Records taken from a collection
↓↓↓

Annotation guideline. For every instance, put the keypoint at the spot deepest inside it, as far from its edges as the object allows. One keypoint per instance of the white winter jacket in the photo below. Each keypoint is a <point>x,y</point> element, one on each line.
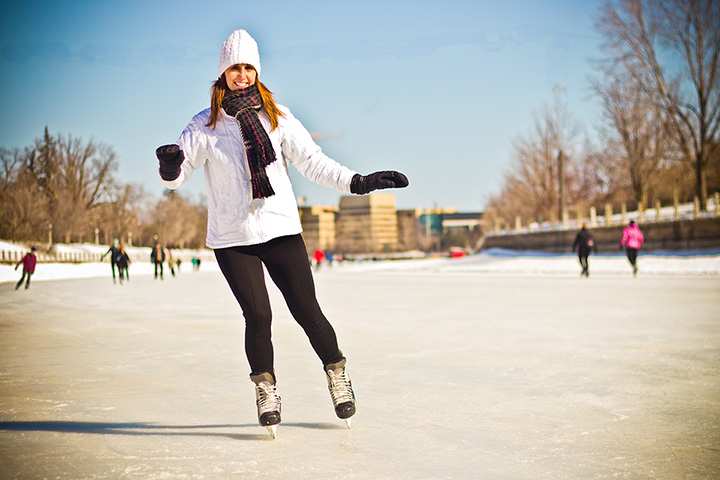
<point>234,217</point>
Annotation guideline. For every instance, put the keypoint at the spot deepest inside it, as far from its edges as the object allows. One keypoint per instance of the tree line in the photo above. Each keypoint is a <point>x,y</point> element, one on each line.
<point>64,188</point>
<point>659,135</point>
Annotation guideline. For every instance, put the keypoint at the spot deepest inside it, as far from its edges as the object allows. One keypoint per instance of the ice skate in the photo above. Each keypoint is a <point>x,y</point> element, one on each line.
<point>341,391</point>
<point>268,402</point>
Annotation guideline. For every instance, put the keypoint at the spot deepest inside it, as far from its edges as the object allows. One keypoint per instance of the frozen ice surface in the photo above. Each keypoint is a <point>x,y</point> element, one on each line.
<point>461,372</point>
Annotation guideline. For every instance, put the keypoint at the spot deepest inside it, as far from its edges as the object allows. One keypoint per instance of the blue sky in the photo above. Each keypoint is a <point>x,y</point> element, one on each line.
<point>437,90</point>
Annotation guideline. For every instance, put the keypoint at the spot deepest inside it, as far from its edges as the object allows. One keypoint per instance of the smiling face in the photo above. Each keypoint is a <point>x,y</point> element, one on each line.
<point>240,76</point>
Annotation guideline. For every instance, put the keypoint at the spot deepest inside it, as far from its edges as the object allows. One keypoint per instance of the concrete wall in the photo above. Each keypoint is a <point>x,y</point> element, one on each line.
<point>677,235</point>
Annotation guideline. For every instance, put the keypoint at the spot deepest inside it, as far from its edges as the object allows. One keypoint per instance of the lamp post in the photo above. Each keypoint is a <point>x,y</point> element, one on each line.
<point>561,186</point>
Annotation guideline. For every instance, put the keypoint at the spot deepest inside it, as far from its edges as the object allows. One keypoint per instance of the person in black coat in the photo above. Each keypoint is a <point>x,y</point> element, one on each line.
<point>584,244</point>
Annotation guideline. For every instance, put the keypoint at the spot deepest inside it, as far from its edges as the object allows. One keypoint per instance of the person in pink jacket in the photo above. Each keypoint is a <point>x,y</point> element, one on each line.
<point>632,240</point>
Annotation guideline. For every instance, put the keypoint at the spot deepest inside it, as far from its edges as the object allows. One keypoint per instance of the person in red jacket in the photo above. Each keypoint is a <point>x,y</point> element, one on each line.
<point>318,256</point>
<point>29,261</point>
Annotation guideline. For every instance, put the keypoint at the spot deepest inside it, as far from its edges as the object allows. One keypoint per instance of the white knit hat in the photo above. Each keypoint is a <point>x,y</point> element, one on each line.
<point>239,47</point>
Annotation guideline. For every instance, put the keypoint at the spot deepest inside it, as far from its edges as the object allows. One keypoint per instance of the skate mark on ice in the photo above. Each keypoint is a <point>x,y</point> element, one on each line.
<point>131,429</point>
<point>150,428</point>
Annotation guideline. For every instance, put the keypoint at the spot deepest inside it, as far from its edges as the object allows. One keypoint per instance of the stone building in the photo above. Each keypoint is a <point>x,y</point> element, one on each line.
<point>367,223</point>
<point>408,229</point>
<point>318,222</point>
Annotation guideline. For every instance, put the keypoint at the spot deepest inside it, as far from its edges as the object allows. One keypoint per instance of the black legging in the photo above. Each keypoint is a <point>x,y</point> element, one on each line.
<point>582,257</point>
<point>632,255</point>
<point>287,263</point>
<point>27,282</point>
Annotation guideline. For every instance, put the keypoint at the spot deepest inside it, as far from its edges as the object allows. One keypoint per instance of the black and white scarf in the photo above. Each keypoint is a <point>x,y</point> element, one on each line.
<point>244,105</point>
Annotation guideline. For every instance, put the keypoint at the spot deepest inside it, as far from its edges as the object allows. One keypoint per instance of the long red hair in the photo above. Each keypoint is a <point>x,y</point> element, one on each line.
<point>219,87</point>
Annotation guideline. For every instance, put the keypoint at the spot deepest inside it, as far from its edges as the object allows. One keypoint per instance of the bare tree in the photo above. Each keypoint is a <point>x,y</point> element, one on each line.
<point>640,130</point>
<point>22,212</point>
<point>74,177</point>
<point>647,39</point>
<point>178,221</point>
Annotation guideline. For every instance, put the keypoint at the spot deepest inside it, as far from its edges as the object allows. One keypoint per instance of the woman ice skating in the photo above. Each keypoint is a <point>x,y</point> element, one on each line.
<point>28,262</point>
<point>113,255</point>
<point>632,240</point>
<point>244,142</point>
<point>584,243</point>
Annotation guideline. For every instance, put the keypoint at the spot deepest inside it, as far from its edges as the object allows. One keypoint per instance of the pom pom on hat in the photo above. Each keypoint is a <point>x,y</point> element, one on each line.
<point>239,47</point>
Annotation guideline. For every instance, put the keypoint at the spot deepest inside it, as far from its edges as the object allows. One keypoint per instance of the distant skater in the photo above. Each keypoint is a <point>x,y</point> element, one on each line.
<point>113,256</point>
<point>584,244</point>
<point>171,260</point>
<point>28,261</point>
<point>245,143</point>
<point>632,240</point>
<point>157,258</point>
<point>123,263</point>
<point>318,256</point>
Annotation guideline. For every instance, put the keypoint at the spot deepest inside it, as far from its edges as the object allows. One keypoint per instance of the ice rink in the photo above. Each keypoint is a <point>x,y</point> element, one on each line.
<point>460,373</point>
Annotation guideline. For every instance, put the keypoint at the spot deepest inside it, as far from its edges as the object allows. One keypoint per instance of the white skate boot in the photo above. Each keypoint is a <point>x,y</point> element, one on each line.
<point>341,391</point>
<point>268,402</point>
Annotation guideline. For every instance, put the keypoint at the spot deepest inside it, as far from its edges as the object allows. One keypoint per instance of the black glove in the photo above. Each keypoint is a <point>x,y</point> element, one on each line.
<point>363,184</point>
<point>171,157</point>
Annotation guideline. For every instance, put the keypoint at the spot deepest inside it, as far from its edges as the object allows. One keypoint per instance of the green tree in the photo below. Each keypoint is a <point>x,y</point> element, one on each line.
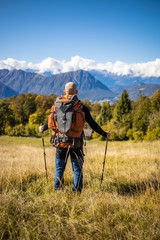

↑↑↑

§ Directions for this task
Rewrite the listing above, switching every "keypoint" to "marker" and leaving everything else as it is. Omit the pictures from your version.

§ Solution
Annotation guideline. For every instance, put the marker at the spot deepest inside it, as far from its edges as the object allows. One marker per instance of the white winter jacket in the photo below. Each marker is a <point>x,y</point> element, one on each line.
<point>234,217</point>
Annotation guideline. For every instance, put the marker at the spot deepest inside it, as far from its edges as the object allows. One marker per instance of the tree line in the photo above. Each marker is a <point>x,y</point> element, one on each line.
<point>64,188</point>
<point>659,135</point>
Annotation guideline. For every instance, put the marker at the spot deepest inside it, as far from its edges as the object allows. One marker per instance of the ice skate in the photo above. Each marker is a <point>x,y</point> element, one on each line.
<point>341,391</point>
<point>268,402</point>
Annotation guideline. For every instance, put the marker at the spot deepest inside it, as far from its edges as the object allows. One marker per instance of the frozen ice surface in the photo above. Each marker is a <point>x,y</point> element, one on each line.
<point>461,372</point>
Annotation guideline. For every instance, put the marker at the spot deepest inside it, as far from its edges as the object allows. One marker per instance of the blue sky in the photo above. Each marker is a <point>x,y</point> element, one on each line.
<point>437,90</point>
Annotation guideline. For every instance, put the marker at the spot deepest inside it, as far from its edges as the object allows. One marker per instance of the smiling face in the photo above. Each marker is a <point>x,y</point> element, one on each line.
<point>240,76</point>
Annotation guideline. For every instance, put the marker at the spot deepest inside it, as far from its edges as the object allows. One marker per instance of the concrete wall in the photo above. Each marker is a <point>x,y</point> element, one on each line.
<point>677,235</point>
Annotation guideline. For every instance, put the marker at the spot deepest inside it, as far from its edges as the object allows. One marker per instance of the lamp post in the photo above. Each marker is a <point>x,y</point> element, one on each line.
<point>561,186</point>
Annotation guideline. For every instance, put the marker at the spot deepest inside it, as far from its edges as the object allows. One marker per instance of the person in black coat in the photo above. Each marker is a <point>x,y</point> element, one on each line.
<point>584,244</point>
Annotation guideline. For every instance, put the marker at the spot deepest inside it, as far from its edges as the object allows. One marker per instance of the person in pink jacket in the photo above. Each marker is a <point>x,y</point> element, one on each line.
<point>632,240</point>
Annotation guideline. For every instance, put the marker at the spot deepest inside it, as far from its edges as the object allows. One marker per instance of the person in red jacket in the photo above. Each marker is a <point>x,y</point> element, one on each line.
<point>318,256</point>
<point>29,261</point>
Annotation guideline. For every instance, put the marker at the spot deepest inside it, as far from its edges as the object allows. One marker per instance of the white knit hat in the photo above. Each marker is a <point>x,y</point> element, one on each line.
<point>239,47</point>
Annotation guideline. For every instance, put the marker at the spot deepest inside it, as far from its edges as the object allows. One marker per instance of the skate mark on ice in the photo above. Each marker is a <point>x,y</point> element, one on each line.
<point>131,429</point>
<point>150,428</point>
Annotation guideline. For every instance, put the marker at the spot deepest inside it, as far from its edges as the object allows. One marker per instance of the stone building in the photo above. Each marker is a <point>x,y</point> element, one on each line.
<point>367,223</point>
<point>408,229</point>
<point>318,222</point>
Annotation guideline. For every instance, put the marker at the spot deepest inside it, as far from its edges as the object allows. One marker per instance of the black legging in the photo above. Each marker is a <point>x,y</point> element, one on each line.
<point>582,257</point>
<point>632,255</point>
<point>287,263</point>
<point>27,282</point>
Annotation guideline. For every instance, put the marker at the spot deepest inside it, as far from its edges as the object allows. One marker per instance of the black and white scarf in the photo above. Each marker is a <point>x,y</point> element, one on each line.
<point>244,105</point>
Annotation guideline. For every instance, put the marker at the spot deepest inside it, as far from its edges as the object allows. One marker per instance of the long red hair in the photo above. Each marker is a <point>x,y</point> element, one on each line.
<point>219,87</point>
Annotation guideline. For every instance, put the marker at the spot deepest inside it, as far from its edges as the object allows. One marker per instance of the bare tree in the photo above. Each marker is a <point>x,y</point> element, one on each line.
<point>640,130</point>
<point>22,212</point>
<point>74,177</point>
<point>647,39</point>
<point>178,221</point>
Annotation guideline. For every instance, put the marker at the spot deepest inside it, as far from its edges as the object allows. One marker per instance of the woman ice skating in the photo above. Each marker is a <point>x,y</point> element, one on each line.
<point>28,262</point>
<point>113,255</point>
<point>632,240</point>
<point>244,142</point>
<point>584,243</point>
Annotation guideline. For every instance, put the marker at the spot deepest inside it, as far from its edges as the object allows. One marker per instance of the pom pom on hat in the photo above. Each marker is a <point>x,y</point> element, one on each line.
<point>239,47</point>
Annotation guideline. For every instance, put the marker at the spot deepest inside it, as far from its edges as the object allows. One marker per instance of the distant skater in the photo above. Each marker is a <point>x,y</point> element, one on each line.
<point>113,256</point>
<point>584,244</point>
<point>171,260</point>
<point>28,261</point>
<point>245,143</point>
<point>632,240</point>
<point>157,258</point>
<point>123,263</point>
<point>318,256</point>
Annotation guideline. For every instance, put the marker at the spot deepest inside it, as far from its edges as the object allows. One marker per instance of the ice rink in the photo above. Each marker is a <point>x,y</point> element, one on each line.
<point>460,373</point>
Annotation guideline. For every instance, put the marker at the spot deepest inside it, as far from its edges as the object allows. One marker per instance of the white skate boot in the photo above. Each marker is a <point>x,y</point> element, one on each line.
<point>341,391</point>
<point>268,402</point>
Annotation guideline. For every instance, put the marker at the spot deepest inside it, as far from its edges as the object allows. One marker per instance of the black glove in the photo above. Each marker is a <point>x,y</point> element, one on each line.
<point>363,184</point>
<point>171,157</point>
Annotation guideline. For every instance, put the marker at the spot deepest inside it, as far from its edges as the object allows. One marker per instance of the green tree in the photo below. Each marker is a <point>x,y</point> element, one on each line.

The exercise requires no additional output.